What needs to be done :: Count the lines below that contain the string "church", treating uppercase and lowercase as different. Give only the number.

Provided data ::
- - -
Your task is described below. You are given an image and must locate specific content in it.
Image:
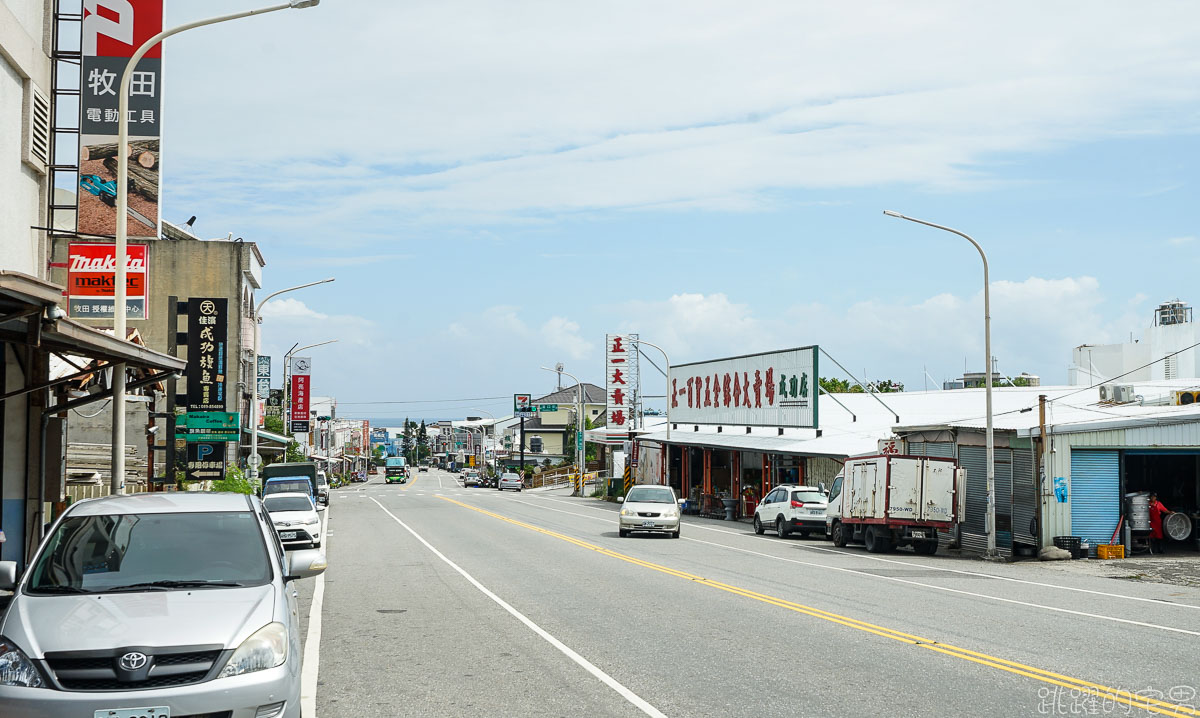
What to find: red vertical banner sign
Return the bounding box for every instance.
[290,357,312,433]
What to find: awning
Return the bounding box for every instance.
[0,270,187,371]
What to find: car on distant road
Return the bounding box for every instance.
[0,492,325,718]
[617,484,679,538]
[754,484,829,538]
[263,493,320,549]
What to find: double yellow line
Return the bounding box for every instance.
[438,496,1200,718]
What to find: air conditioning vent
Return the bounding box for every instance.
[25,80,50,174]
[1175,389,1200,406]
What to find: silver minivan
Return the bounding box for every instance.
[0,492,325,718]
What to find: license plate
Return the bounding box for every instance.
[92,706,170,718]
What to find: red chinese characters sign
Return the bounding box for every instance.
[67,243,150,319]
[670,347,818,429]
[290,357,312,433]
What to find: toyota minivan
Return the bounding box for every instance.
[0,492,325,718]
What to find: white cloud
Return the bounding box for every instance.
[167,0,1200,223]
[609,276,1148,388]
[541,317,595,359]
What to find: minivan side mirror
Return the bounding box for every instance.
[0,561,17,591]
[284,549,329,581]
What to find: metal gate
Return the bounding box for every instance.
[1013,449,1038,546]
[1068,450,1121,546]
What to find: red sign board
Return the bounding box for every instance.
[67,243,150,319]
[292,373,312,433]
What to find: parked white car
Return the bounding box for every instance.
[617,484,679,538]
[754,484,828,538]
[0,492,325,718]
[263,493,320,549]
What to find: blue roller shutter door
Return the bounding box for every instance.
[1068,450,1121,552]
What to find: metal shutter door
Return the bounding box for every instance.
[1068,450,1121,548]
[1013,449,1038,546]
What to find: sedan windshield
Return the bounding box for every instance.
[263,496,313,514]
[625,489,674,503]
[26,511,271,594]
- - -
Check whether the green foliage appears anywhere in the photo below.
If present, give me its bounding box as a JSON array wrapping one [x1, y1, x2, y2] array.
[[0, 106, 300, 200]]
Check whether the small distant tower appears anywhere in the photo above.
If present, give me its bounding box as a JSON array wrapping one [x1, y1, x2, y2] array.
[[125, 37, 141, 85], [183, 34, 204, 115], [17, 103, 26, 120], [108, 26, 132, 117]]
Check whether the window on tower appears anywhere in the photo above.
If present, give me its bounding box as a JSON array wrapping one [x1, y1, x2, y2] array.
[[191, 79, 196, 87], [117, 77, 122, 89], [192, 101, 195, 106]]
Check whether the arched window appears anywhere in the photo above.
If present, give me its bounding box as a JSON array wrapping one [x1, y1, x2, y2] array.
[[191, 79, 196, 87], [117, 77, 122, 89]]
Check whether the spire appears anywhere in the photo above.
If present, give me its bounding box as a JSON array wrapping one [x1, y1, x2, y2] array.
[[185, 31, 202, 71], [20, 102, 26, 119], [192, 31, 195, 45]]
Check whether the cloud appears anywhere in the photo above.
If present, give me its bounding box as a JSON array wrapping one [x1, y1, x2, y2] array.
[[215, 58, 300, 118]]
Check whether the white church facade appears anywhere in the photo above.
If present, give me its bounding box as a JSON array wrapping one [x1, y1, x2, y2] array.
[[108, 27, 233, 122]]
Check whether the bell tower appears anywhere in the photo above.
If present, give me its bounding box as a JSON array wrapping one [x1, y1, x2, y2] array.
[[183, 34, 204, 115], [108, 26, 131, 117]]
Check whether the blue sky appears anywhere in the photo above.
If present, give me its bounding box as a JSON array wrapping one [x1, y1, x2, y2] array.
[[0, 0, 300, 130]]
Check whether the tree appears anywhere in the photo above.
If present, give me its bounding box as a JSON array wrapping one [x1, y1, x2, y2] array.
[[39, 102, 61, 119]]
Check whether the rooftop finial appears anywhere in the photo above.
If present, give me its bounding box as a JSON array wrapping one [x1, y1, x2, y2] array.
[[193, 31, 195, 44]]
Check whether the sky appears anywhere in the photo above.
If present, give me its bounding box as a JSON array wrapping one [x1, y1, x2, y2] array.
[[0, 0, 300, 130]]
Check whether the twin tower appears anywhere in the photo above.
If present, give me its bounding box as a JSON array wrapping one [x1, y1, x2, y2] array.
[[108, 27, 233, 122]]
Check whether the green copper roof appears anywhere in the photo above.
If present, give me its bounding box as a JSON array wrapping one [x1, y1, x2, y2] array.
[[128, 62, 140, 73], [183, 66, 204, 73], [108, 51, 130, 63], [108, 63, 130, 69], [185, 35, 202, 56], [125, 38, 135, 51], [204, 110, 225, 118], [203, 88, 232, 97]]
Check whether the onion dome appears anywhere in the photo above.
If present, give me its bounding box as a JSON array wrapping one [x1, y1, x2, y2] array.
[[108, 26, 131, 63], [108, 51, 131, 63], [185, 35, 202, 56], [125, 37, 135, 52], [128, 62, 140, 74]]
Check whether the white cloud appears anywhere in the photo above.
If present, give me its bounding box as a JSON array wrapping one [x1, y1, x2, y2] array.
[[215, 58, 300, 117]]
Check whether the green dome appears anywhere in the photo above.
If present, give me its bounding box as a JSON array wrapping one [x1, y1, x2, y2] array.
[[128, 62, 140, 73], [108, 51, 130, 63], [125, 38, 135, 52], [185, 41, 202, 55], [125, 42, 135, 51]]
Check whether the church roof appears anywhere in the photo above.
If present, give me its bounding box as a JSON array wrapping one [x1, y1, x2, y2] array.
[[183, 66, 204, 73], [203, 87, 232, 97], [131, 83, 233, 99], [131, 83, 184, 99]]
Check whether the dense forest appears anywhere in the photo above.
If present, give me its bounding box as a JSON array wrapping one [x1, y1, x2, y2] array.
- - -
Response to the exercise :: 2